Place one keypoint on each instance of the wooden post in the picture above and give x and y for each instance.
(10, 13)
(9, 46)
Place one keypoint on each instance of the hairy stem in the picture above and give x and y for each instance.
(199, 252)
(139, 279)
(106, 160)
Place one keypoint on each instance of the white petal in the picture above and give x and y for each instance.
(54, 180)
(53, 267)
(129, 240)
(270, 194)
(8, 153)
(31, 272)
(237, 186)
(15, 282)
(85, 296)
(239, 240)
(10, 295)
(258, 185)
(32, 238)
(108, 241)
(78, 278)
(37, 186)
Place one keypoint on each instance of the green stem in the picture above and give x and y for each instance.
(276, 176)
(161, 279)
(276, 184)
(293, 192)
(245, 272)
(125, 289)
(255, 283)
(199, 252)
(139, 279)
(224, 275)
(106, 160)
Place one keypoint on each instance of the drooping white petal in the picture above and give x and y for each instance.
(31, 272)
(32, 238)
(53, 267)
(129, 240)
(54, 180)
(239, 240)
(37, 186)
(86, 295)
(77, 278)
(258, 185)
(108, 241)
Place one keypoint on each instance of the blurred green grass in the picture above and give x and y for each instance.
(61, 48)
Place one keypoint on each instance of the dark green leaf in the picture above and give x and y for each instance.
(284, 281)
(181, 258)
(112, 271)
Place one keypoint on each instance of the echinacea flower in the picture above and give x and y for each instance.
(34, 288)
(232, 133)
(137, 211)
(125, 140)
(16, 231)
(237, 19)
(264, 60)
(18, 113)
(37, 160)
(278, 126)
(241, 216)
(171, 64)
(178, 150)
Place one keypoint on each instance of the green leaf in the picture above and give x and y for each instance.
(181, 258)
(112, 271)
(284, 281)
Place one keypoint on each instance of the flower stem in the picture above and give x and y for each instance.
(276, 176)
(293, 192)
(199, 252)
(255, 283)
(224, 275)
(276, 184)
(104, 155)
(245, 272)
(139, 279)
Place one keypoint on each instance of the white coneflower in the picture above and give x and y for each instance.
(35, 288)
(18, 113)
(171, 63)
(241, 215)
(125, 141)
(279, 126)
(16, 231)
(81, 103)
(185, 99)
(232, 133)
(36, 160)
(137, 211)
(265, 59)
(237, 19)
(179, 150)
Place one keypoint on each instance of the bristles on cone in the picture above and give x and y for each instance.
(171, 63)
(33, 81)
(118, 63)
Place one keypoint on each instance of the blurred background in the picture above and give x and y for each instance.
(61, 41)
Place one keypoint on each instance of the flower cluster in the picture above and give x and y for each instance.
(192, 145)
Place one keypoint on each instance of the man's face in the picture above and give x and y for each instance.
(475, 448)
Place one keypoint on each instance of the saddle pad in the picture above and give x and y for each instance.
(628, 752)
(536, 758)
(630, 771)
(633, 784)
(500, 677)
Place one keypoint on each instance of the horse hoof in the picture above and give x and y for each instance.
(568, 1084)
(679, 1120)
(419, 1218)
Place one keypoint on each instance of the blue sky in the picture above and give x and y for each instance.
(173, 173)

== What needs to be done ==
From the first line to the last, retype the material exactly.

== Response ==
Place one keypoint on each instance of the wooden post in the picture above and give x and y for each instance.
(10, 13)
(9, 46)
Place one keypoint on each instance of the hairy stem in the picture above and give x and y for each instance.
(199, 252)
(139, 279)
(106, 160)
Place one keypoint on each instance of the white petal in the picture above and give x and y for each instance.
(54, 180)
(53, 267)
(129, 240)
(270, 194)
(8, 153)
(31, 272)
(237, 186)
(15, 282)
(85, 296)
(239, 240)
(10, 295)
(258, 185)
(32, 238)
(108, 241)
(78, 278)
(37, 186)
Place one keypoint on each instance of the green stem in the picture above and give x and y for each instance.
(276, 176)
(161, 279)
(276, 184)
(293, 192)
(245, 272)
(125, 289)
(255, 283)
(199, 252)
(139, 279)
(224, 275)
(106, 160)
Place one keypoint on each instance of the drooping white petal in the picture above and give x and y for each instance.
(31, 272)
(32, 238)
(53, 267)
(129, 240)
(54, 180)
(239, 240)
(37, 186)
(86, 295)
(77, 278)
(258, 185)
(108, 241)
Place one keypoint on each instance of the blurred green grass in the picture above and give x and y for each instance.
(61, 48)
Place one keypoint on each instance of the dark green leaf in the picture above and give x and y for each instance.
(284, 281)
(181, 258)
(112, 271)
Place one keypoint on each instance of the echinacea flower in the picture above and give x and y for each instance.
(34, 288)
(232, 133)
(137, 211)
(125, 140)
(16, 231)
(237, 19)
(264, 60)
(18, 113)
(37, 160)
(278, 126)
(241, 216)
(171, 64)
(178, 150)
Place one keypoint on each instance of the green leaf in the picture above and give x and y for each instance.
(181, 258)
(112, 271)
(284, 281)
Place one keypoint on each instance of the flower stem in the picture above and give x and y for each instance.
(276, 176)
(293, 192)
(199, 252)
(255, 283)
(224, 275)
(276, 184)
(104, 155)
(245, 272)
(139, 279)
Place one keypoint on each instance of the white coneflower in the picture above and give x and y for each instance.
(35, 288)
(18, 113)
(171, 63)
(241, 215)
(125, 141)
(279, 126)
(16, 231)
(81, 103)
(185, 99)
(232, 133)
(36, 160)
(137, 211)
(265, 59)
(237, 19)
(179, 150)
Place one keypoint on each instance of the bristles on cone in the picture above and give x and y for each instance.
(171, 63)
(33, 81)
(118, 63)
Place one keypoint on each instance of the blurred background in the picture above and give x and y for each instance.
(61, 41)
Place one keypoint on each instance of the flower cluster in the picture above and give x and y for each instance.
(192, 145)
Place one keypoint on each instance of the man's face in the picture above and give x and y for each instance.
(475, 448)
Place one keypoint on each instance of the saddle pad in the picture above and give x and y for each instance.
(628, 752)
(536, 758)
(630, 771)
(633, 784)
(500, 677)
Place one keypoint on each instance of the horse hoof in the picture above and give x and y for each instance.
(568, 1084)
(679, 1120)
(419, 1218)
Place one keypoint on each instance of the blue sky in the picture above and give x and y for each instance.
(173, 173)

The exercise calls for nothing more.